Insulin-like growth factor I treatment reduces demyelination and up-regulates gene expression of myelin-related proteins in experimental autoimmune encephalomyelitis.

To compare effects of insulin-like growth factor I (IGF-I) and placebo treatment on lesions that resemble those seen during active demyelination in multiple sclerosis, we induced experimental autoimmune encephalomyelitis in Lewis rats with an emulsion containing guinea pig spinal cord and Freund's adjuvant. On day 12-13, pairs of rats with the same degree of weakness were given either IGF-I or placebo intravenously twice daily for 8 days. After 8 days of placebo or IGF-I (200 micrograms/day or 1 mg/day) treatment, the spinal cord lesions were studied by in situ hybridization and with immunocytochemical and morphological methods. IGF-I produced significant reductions in numbers and areas of demyelinating lesions. These lesions contained axons surrounded by regenerating myelin segments instead of demyelinated axons seen in the placebo-treated rats. Relative mRNA levels for myelin basic protein, proteolipid protein (PLP), and 2',3'-cyclic nucleotide 3'-phosphodiesterase in lesions of IGF-I-treated rats were significantly higher than they were in placebo-treated rats. PLP mRNA-containing oligodendroglia also were more numerous and relative PLP mRNA levels per oligodendrocyte were higher in lesions of IGF-I-treated rats. Finally, a significantly higher proportion of proliferating cells were oligodendroglia-like cells in lesions of IGF-I-treated rats. We think that IGF-I effects on oligodendrocytes, myelin protein synthesis, and myelin regeneration reduced lesion severity and promoted clinical recovery in this experimental autoimmune encephalomyelitis model. These IGF-I actions may also benefit patients with multiple sclerosis.[1]

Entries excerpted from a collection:

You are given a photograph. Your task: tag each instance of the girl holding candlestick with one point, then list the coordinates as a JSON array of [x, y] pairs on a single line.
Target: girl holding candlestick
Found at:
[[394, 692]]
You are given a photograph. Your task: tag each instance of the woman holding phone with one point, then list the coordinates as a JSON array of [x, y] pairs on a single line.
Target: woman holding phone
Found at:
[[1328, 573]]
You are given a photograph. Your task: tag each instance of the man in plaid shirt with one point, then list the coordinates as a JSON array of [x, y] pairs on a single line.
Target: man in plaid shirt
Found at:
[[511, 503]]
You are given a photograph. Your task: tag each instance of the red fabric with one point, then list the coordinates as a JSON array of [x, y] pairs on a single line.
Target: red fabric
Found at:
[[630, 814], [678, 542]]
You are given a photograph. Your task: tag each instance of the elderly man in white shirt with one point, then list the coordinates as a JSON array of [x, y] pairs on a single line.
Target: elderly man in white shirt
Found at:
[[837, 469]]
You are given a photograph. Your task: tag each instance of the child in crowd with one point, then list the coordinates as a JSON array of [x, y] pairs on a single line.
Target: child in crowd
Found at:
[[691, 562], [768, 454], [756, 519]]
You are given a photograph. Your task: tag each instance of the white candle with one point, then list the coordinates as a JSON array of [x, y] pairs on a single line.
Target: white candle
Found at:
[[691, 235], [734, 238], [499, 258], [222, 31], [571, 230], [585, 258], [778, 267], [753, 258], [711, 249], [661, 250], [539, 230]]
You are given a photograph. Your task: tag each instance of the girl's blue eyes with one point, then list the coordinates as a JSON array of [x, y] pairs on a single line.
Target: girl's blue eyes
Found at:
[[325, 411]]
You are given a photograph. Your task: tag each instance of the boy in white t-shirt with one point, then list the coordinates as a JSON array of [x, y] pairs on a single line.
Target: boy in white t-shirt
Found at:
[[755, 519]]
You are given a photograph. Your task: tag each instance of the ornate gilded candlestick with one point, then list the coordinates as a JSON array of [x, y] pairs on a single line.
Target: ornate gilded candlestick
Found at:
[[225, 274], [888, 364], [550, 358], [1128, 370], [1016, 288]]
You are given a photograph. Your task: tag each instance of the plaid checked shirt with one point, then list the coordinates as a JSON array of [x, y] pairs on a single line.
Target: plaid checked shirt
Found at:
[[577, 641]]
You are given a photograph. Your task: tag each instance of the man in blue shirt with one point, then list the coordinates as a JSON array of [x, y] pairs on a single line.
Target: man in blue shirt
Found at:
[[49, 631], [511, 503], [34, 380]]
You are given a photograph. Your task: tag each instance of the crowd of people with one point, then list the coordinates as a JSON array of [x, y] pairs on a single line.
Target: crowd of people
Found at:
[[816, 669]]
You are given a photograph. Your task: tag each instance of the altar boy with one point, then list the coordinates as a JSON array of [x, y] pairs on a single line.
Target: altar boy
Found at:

**WHAT IS EXPECTED**:
Retype the portion of the IGF-I abstract between "Insulin-like growth factor I treatment" and "experimental autoimmune encephalomyelitis.", inclusive.

**WRITTEN ANSWER**:
Insulin-like growth factor I treatment reduces demyelination and up-regulates gene expression of myelin-related proteins in experimental autoimmune encephalomyelitis.